▸ Bagian dokumen:
|---|

Calon Dirut Bank Aceh Dari Luar Masyarakat Aceh, Setujukah Wakil Rakyat Aceh?


Selasa, 31 Januari 2023 - 00.10 WIB



Oleh : Tarmidinsyah Abubakar (Good Fathers)


Calon Dirut Bank Aceh berasal dari warga masyarakat diluar Aceh menjadi polemik yang tajam selama ini dalam bahasan para tokoh di Aceh.


Sayangnya para pimpinan partai politik di Aceh seperti tidak ambil peduli dengan polemik tersebut, bahkan mereka menganggap tidak penting tentang sikapnya yang sangat dibutuhkan rakyat.


Beredar dalih dari organisasi seperti DPD Apindo Aceh bahwa selama ini bank Aceh dengan Dirut dari masyarakat Aceh sendiri tidak nemberikan kredit untuk mereka. Kemudian ada opini juga yang menyebut bank Aceh sebagai bank keluarga.


Sebenarnya dalih ini kurang beralasan, karena apa?

|---|

▸ Data tersimpan:
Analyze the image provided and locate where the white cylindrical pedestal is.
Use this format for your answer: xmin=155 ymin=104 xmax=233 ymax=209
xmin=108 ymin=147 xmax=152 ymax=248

|---|

▸ Soal: Ringkas bagian dokumen tentang calon Dirut Bank Aceh di atas dalam dua kalimat.

▸ Jawaban lengkap: Calon Dirut Bank Aceh yang berasal dari luar masyarakat Aceh menjadi polemik tajam di kalangan tokoh Aceh, sementara para pimpinan partai politik di Aceh seperti tidak peduli terhadap polemik tersebut. Beredar dalih dari organisasi seperti DPD Apindo Aceh bahwa Bank Aceh dengan Dirut dari masyarakat Aceh sendiri tidak memberikan kredit untuk mereka, juga opini yang menyebutnya bank keluarga, dan penulis menilai dalih itu kurang beralasan.